● EXERCÍCIOS PROPOSTOS:
• a. Responda com base no texto sobre a Febem:
(i) Qual era a faixa etária dos adolescentes atendidos pela entidade?
(ii) Em que ano o governador Cláudio Lembo propôs trocar o nome da Febem?
(iii) Que nome a Febem passou a ter no Rio Grande do Sul?
• b. Transcreva, do texto sobre a Febem, tudo o que vai desde "Vivemos época em" até "basta criar outras.".

● TRECHO DO TEXTO:
━━━━━━━━━━

Vivemos época em
que, quando uma palavra se deteriora, basta trocá-la por outra. Negro virou
afrodescendente, comunista virou ecologista, homossexual virou homoafetivo.
Quando essas palavras se desgastarem, é fácil: basta criar outras.
Quem não lembra da Fundação Estadual para o Bem Estar do Menor, a antiga FEBEM? A função desta entidade era executar as medidas socioeducativas aplicadas pelo Poder Judiciário aos adolescentes autores de atos infracionais com idade de 12 a 21 anos incompletos, conforme determina o famigerado Estatuto da Criança e do Adolescente (ECA), que trata assassinos como menininhos mal-comportados, vítimas de uma sociedade malvada. A palavra gerou o substantivo febenzinho, aqueles menores que andam em bandos pelas ruas e com carteirinha de 007, isto é, licença para matar.
Febem tornou-se palavra sinônima de crime e ao mesmo tempo impunidade. Para fugir ao desgaste do nome, que já tem trinta anos, em 2006 o governador Cláudio Lembo propos trocar o nome para Casa (Centro de Atendimento Socioeducativo ao Adolescente). O Rio Grande do Sul também se revelou ágil em matéria de dourar a pílula e passou a chamar a Febem de Fase (Fundação de Atendimento Sócioeducativo). Não temos mais febenzinhos no país. Teremos agora casinhas, fasinhas. Até que a nova nomenclatura se desmoralize. Aí, em vez de mandar os criminosos juvenis para prisão firme, troca-se de novo o nome da instituição. Como se mudando o nome da mosca, mudasse a realidade sobre a qual ela paira.

━━━━━━━━━━

● OS DADOS:
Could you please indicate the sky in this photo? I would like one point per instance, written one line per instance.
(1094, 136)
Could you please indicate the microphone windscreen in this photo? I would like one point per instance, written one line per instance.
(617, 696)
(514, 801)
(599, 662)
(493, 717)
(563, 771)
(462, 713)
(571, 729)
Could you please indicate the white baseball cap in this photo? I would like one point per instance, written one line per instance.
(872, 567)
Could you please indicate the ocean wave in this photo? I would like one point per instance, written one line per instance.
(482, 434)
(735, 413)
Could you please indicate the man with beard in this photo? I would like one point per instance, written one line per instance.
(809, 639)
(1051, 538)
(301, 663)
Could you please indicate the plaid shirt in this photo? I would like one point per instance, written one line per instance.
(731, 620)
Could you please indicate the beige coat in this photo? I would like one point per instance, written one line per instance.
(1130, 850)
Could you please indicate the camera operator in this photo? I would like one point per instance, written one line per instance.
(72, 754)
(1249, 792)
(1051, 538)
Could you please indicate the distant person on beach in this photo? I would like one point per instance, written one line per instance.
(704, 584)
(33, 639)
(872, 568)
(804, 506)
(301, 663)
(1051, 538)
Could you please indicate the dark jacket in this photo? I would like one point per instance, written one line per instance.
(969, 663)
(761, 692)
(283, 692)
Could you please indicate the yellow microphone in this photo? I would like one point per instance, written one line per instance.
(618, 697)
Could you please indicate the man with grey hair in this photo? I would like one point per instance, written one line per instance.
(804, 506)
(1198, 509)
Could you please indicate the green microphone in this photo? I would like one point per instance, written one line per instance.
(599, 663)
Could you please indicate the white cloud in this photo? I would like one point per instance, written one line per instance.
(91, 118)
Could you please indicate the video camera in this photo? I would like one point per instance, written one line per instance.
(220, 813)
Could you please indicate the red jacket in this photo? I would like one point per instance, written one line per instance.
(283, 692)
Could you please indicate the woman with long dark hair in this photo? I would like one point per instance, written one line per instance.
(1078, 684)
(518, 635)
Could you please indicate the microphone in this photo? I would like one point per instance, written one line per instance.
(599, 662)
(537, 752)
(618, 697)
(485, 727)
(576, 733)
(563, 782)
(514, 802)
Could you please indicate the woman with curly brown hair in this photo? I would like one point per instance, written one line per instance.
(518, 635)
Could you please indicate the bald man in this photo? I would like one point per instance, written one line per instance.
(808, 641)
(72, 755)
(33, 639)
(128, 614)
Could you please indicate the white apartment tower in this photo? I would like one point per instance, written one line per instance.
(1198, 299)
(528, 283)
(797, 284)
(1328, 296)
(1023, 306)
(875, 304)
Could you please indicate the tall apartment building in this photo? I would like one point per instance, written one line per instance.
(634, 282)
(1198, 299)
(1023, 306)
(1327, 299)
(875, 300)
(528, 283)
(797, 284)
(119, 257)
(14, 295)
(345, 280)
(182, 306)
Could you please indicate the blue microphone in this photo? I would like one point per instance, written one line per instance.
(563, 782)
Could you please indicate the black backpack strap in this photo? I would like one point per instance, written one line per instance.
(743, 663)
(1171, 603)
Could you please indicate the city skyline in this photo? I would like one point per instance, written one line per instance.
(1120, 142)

━━━━━━━━━━

● RESPOSTAS DAS ATIVIDADES:
• a.
(i) De 12 a 21 anos incompletos.
(ii) Em 2006.
(iii) Fase (Fundação de Atendimento Sócioeducativo).

• b.
Vivemos época em
que, quando uma palavra se deteriora, basta trocá-la por outra. Negro virou
afrodescendente, comunista virou ecologista, homossexual virou homoafetivo.
Quando essas palavras se desgastarem, é fácil: basta criar outras.